§ What you are asked to do
In the records below, edit the part that opens with the first line and closes with the line containing "[593,328,635,395]": replace "bare shoulder" with "exposed shoulder" and change nothing else. Return only that part.

§ Recorded information
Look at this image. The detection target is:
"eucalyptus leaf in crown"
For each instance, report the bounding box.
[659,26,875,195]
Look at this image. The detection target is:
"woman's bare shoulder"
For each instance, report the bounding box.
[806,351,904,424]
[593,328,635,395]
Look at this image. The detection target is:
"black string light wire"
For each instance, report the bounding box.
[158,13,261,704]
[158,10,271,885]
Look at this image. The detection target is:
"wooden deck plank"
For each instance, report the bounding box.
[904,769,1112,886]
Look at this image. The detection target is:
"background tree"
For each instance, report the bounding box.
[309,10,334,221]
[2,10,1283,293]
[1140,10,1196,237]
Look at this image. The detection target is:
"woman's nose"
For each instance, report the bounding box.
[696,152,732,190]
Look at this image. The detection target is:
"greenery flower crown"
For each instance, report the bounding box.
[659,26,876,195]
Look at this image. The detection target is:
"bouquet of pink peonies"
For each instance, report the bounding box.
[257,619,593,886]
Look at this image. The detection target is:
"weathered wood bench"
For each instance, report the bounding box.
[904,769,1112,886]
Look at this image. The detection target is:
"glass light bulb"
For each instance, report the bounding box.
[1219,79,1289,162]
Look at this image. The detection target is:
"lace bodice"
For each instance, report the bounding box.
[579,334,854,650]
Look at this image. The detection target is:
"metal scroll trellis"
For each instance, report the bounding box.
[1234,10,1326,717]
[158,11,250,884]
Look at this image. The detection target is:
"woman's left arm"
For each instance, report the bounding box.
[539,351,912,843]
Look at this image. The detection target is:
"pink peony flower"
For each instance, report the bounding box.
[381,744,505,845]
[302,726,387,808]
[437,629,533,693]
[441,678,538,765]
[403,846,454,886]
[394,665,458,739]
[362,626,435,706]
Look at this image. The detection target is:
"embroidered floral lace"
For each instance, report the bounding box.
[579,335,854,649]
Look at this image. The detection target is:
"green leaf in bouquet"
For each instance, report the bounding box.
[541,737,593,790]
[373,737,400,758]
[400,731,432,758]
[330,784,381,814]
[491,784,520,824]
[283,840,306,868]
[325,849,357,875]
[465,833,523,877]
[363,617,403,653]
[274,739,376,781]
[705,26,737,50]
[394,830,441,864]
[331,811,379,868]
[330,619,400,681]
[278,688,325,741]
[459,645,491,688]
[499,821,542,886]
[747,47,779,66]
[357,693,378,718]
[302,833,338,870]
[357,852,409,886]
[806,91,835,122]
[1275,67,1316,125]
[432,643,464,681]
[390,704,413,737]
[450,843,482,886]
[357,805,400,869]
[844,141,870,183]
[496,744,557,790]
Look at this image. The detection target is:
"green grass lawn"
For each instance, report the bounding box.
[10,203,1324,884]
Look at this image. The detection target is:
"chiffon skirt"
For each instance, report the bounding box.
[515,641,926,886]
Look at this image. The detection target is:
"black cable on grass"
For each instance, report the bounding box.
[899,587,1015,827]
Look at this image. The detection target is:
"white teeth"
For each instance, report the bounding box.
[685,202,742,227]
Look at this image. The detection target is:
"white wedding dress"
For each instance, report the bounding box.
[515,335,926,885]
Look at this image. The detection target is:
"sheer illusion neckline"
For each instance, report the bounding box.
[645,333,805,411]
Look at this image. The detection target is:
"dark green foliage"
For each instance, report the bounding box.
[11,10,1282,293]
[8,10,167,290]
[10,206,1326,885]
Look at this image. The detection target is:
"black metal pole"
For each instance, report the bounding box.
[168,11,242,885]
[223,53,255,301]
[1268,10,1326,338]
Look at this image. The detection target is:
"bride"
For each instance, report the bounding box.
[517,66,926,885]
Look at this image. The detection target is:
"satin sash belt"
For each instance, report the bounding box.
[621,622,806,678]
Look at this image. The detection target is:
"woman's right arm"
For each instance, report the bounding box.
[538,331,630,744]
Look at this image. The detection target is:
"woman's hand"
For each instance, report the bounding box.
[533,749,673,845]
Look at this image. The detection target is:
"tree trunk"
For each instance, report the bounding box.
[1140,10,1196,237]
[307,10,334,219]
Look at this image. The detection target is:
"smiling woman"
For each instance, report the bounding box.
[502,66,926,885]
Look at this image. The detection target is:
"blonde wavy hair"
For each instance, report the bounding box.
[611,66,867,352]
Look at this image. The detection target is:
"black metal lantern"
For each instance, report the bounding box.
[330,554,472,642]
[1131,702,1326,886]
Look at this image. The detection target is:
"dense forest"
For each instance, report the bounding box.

§ Written answer
Look at this image. The detection target is:
"eucalyptus leaf in crown"
For each instance, report the bounding box.
[659,26,875,195]
Look at this image. The detection target is:
"woman's exposed shoulder"
For each instance, report the bounding box.
[806,351,904,424]
[593,328,635,395]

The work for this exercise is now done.